■ **PROBLEM REQUIREMENTS**
Search the listing below for "lace". Copy each matching line.
--- ENTRIES SHOWN ---
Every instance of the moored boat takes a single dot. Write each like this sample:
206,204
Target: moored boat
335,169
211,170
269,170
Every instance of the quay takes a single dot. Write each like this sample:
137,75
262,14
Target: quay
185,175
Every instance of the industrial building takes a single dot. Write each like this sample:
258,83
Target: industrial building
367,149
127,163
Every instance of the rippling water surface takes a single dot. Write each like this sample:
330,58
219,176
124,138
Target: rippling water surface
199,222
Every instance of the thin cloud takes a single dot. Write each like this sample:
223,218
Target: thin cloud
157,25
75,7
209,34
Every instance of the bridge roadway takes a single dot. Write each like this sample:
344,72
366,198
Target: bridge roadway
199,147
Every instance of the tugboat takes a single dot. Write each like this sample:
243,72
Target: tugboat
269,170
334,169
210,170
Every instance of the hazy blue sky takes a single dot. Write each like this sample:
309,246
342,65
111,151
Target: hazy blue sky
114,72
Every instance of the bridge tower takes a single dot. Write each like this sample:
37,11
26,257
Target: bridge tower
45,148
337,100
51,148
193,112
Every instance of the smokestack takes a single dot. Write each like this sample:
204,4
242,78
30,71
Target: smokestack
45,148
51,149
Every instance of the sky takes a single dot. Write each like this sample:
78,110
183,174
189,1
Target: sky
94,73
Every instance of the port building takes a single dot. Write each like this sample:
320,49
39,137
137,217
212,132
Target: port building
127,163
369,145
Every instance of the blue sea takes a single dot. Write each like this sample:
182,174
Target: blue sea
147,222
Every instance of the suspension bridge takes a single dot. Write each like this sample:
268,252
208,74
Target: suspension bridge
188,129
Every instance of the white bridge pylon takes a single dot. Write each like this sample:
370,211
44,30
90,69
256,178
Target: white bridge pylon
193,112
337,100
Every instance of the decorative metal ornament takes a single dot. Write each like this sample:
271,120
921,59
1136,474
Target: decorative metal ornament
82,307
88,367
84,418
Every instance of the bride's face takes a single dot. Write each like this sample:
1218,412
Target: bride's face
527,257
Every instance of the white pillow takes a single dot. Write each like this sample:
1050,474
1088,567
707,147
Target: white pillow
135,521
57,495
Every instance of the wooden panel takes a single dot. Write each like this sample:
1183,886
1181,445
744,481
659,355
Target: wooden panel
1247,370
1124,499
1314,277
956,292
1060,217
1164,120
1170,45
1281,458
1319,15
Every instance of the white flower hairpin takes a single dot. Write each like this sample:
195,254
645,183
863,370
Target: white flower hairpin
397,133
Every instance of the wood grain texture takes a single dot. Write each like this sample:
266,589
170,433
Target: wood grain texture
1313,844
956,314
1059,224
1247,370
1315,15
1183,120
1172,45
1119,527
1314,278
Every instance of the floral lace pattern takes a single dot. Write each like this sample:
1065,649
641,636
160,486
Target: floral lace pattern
---
■ **RESPONSE AREA**
Every instance of the floral lace pattern takes a single dot. Write each like this sample:
Target: floral lace pattern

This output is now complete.